** start **

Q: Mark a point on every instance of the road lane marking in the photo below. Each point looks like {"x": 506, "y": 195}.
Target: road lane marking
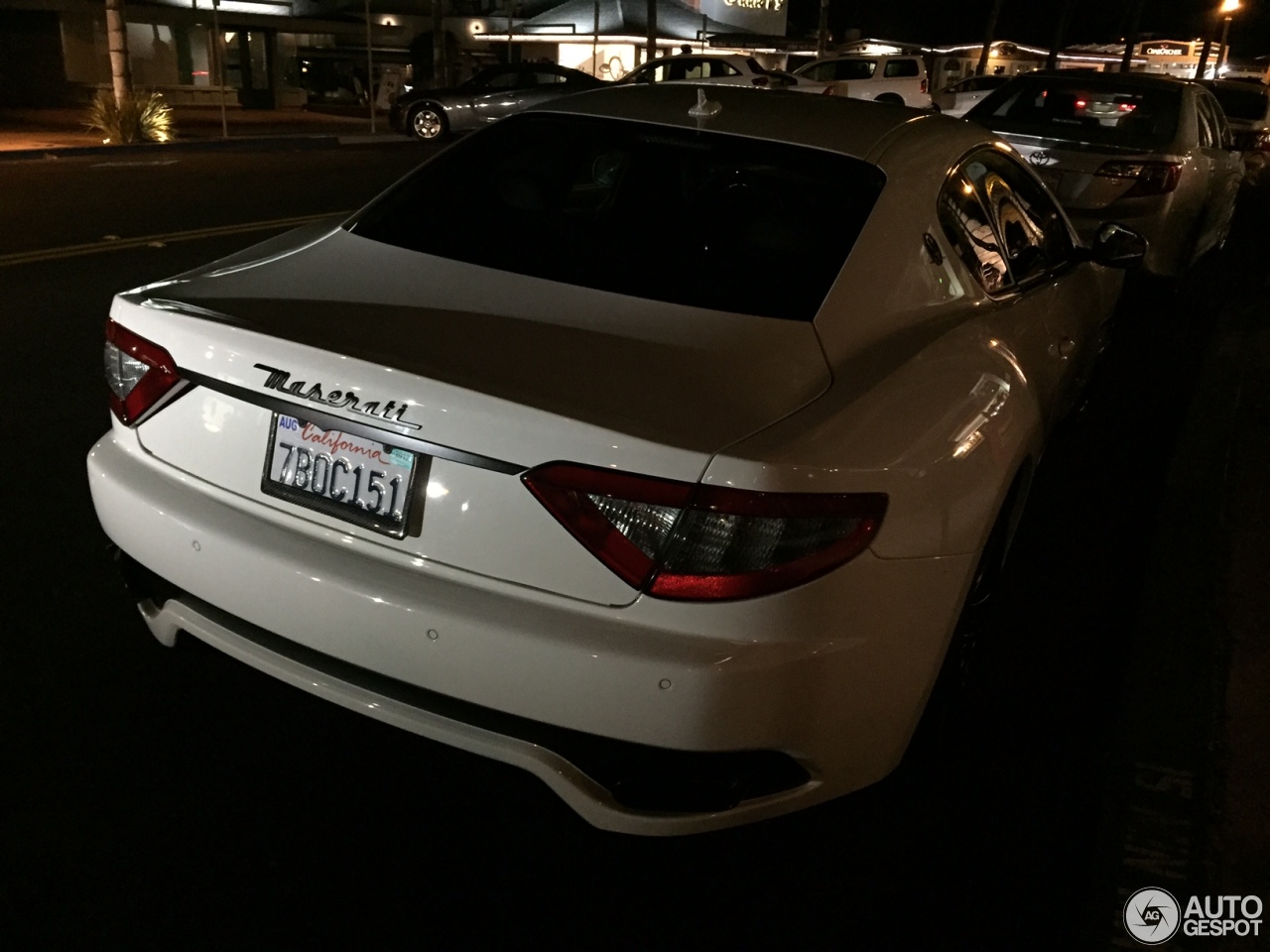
{"x": 118, "y": 244}
{"x": 128, "y": 166}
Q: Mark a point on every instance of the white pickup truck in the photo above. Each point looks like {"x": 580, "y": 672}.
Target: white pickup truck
{"x": 898, "y": 79}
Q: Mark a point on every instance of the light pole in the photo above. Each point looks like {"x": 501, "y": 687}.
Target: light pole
{"x": 370, "y": 67}
{"x": 218, "y": 53}
{"x": 1228, "y": 8}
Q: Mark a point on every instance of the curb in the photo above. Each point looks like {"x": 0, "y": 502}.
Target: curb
{"x": 303, "y": 141}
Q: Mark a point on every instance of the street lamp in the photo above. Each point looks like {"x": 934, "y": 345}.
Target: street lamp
{"x": 1228, "y": 8}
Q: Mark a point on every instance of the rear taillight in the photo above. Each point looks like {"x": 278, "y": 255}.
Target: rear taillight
{"x": 137, "y": 371}
{"x": 1150, "y": 178}
{"x": 684, "y": 540}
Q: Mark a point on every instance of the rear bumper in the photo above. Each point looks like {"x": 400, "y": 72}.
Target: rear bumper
{"x": 785, "y": 701}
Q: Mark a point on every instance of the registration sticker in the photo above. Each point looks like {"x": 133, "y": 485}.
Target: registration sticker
{"x": 340, "y": 474}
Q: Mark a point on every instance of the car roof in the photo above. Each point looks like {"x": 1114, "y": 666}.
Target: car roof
{"x": 853, "y": 127}
{"x": 1237, "y": 85}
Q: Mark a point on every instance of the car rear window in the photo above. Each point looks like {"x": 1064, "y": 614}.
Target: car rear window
{"x": 691, "y": 217}
{"x": 1083, "y": 111}
{"x": 1242, "y": 103}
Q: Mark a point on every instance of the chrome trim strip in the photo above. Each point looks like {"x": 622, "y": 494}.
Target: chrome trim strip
{"x": 399, "y": 436}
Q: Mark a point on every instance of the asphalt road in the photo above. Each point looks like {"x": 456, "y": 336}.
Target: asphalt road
{"x": 178, "y": 800}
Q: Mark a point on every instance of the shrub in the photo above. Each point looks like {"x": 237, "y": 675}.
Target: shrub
{"x": 146, "y": 118}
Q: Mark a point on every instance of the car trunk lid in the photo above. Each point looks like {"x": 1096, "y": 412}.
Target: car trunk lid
{"x": 500, "y": 372}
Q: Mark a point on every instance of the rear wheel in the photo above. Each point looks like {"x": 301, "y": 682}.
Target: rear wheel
{"x": 945, "y": 715}
{"x": 427, "y": 122}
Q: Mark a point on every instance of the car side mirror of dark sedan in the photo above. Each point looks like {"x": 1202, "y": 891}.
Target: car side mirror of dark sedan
{"x": 1116, "y": 246}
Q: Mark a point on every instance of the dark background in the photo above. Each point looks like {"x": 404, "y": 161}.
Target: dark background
{"x": 1030, "y": 22}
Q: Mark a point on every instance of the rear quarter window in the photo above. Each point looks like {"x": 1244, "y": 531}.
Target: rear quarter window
{"x": 898, "y": 68}
{"x": 1239, "y": 104}
{"x": 685, "y": 216}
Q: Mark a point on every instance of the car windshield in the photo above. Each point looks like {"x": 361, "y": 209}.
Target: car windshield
{"x": 492, "y": 76}
{"x": 691, "y": 217}
{"x": 1083, "y": 111}
{"x": 1242, "y": 103}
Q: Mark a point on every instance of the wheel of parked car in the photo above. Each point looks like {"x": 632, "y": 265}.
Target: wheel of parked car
{"x": 427, "y": 122}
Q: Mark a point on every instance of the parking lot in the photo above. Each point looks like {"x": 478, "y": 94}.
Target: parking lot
{"x": 1112, "y": 738}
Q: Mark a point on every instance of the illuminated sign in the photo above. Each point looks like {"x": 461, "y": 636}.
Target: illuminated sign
{"x": 1165, "y": 50}
{"x": 762, "y": 17}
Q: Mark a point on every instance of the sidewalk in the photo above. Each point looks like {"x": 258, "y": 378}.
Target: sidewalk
{"x": 33, "y": 131}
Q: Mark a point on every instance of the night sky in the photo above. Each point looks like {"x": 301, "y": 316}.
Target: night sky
{"x": 1033, "y": 21}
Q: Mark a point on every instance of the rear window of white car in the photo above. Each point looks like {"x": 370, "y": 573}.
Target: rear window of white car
{"x": 1082, "y": 111}
{"x": 838, "y": 70}
{"x": 691, "y": 217}
{"x": 1242, "y": 104}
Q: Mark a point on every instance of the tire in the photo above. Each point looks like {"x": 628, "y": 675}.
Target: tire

** end **

Work to complete: Repeat the material above in full and exactly, omitting the pictures.

Worked answer:
Q: Mark a point on every instance of the road lane marking in the photo below. Each point looks like {"x": 506, "y": 195}.
Target: road lane marking
{"x": 118, "y": 244}
{"x": 128, "y": 166}
Q: Mark a point on every instance of the white pickup truck in the photo above. Each point looks like {"x": 580, "y": 672}.
Target: white pickup truck
{"x": 898, "y": 79}
Q: Mark a point on every instance of the light pole in the photo above. Each point looks like {"x": 501, "y": 687}.
Target: light pole
{"x": 370, "y": 67}
{"x": 218, "y": 53}
{"x": 1228, "y": 8}
Q: Mark a point on every instance of the curb in the photo above. Each point looks like {"x": 0, "y": 502}.
Target: curb
{"x": 303, "y": 141}
Q: Mark a point on every instance of the street lamp in the photo above. Each point looks like {"x": 934, "y": 345}.
Target: street lamp
{"x": 1228, "y": 8}
Q: Mark a point on every instance of the rear taillight in the photo above. Each point looks like {"x": 278, "y": 255}.
Target: rear taillight
{"x": 137, "y": 371}
{"x": 1150, "y": 178}
{"x": 684, "y": 540}
Q: Mark a point on every instance of the rear bumper in the photo above. Each point looks like {"x": 400, "y": 72}.
Target: rear bumper
{"x": 785, "y": 701}
Q: Mark a point on every instance of the registration sticker in the photo above. Each point looks like {"x": 133, "y": 485}.
Target: registration sticker
{"x": 340, "y": 474}
Q: Mark a point on every instance of the car roof in the photo above. Each point looks like {"x": 1114, "y": 666}.
Target: car roof
{"x": 853, "y": 127}
{"x": 1237, "y": 85}
Q: Mark a point on every instance of the car rear window in the photo above. Each point looks like {"x": 1064, "y": 614}.
Target: car rear window
{"x": 691, "y": 217}
{"x": 1083, "y": 111}
{"x": 1242, "y": 103}
Q: Mark a point on every instance of the chrome trim strip in the photo above. Each point looks like {"x": 622, "y": 494}.
Target: chrome trim strip
{"x": 399, "y": 436}
Q: Mark a point on every instance of the asphalt road in the photo above. Each point looks like {"x": 456, "y": 336}.
Target: asphalt road
{"x": 178, "y": 800}
Q: Mark a point on every instance of the shrub in the photo above. Each point looks like {"x": 237, "y": 675}.
Target: shrub
{"x": 146, "y": 118}
Q: Mark a point on every instance of the car trunk lid in the photo above. Each point looks like {"x": 1096, "y": 412}.
Target: car trunk lid
{"x": 500, "y": 372}
Q: Mark a point on every instance of the rear wheel in the photo above. Each point looks like {"x": 301, "y": 682}.
Target: rear wheel
{"x": 945, "y": 715}
{"x": 427, "y": 122}
Q: Mark a point on every instance of the car side mirror of dark sedan in the photo above. Each point looks like {"x": 1202, "y": 891}.
Target: car side mirror of dark sedan
{"x": 1116, "y": 246}
Q: Mark a point on every instance of the dark background in the photo above. Each point looks like {"x": 404, "y": 161}.
Target: dark background
{"x": 1030, "y": 22}
Q: Mark a point on every instance of the rear quarter window in the photo above. Each point looks like {"x": 1244, "y": 531}.
Target: rear quarter window
{"x": 898, "y": 68}
{"x": 1239, "y": 104}
{"x": 685, "y": 216}
Q: Mark a point on every instance of the car windshield in the photo above. Each point looks like {"x": 361, "y": 209}.
Target: car windshield
{"x": 492, "y": 76}
{"x": 691, "y": 217}
{"x": 1083, "y": 111}
{"x": 1242, "y": 103}
Q: Mark a point on every instance of the wheel of parked car in the photo above. Each point looks like {"x": 632, "y": 265}.
Target: wheel of parked car
{"x": 427, "y": 122}
Q: Mark a point on every instance of the parking lot in the photo above. Each point looks like {"x": 478, "y": 94}.
Target: parking lot
{"x": 1112, "y": 738}
Q: Mark a point on every instance of the illuminated sign in the photo above. Each point looks like {"x": 461, "y": 636}.
Target: illuminated sign
{"x": 1165, "y": 50}
{"x": 762, "y": 17}
Q: Mark a point on every instance of the sidewalk in the photo above. Each point looks like {"x": 258, "y": 378}.
Target: sidewalk
{"x": 33, "y": 131}
Q: Mark a point on every instance of the night sky in the photo above. Each point looks like {"x": 301, "y": 316}.
Target: night sky
{"x": 1033, "y": 21}
Q: Mark a point on every instance of the rear window of white car in the photo above. Each point looks like {"x": 370, "y": 573}.
Target: rear window of white car
{"x": 1082, "y": 111}
{"x": 838, "y": 70}
{"x": 691, "y": 217}
{"x": 1242, "y": 104}
Q: Mark a point on every instance of the tire in the photo above. Each point looks like {"x": 628, "y": 675}.
Target: tire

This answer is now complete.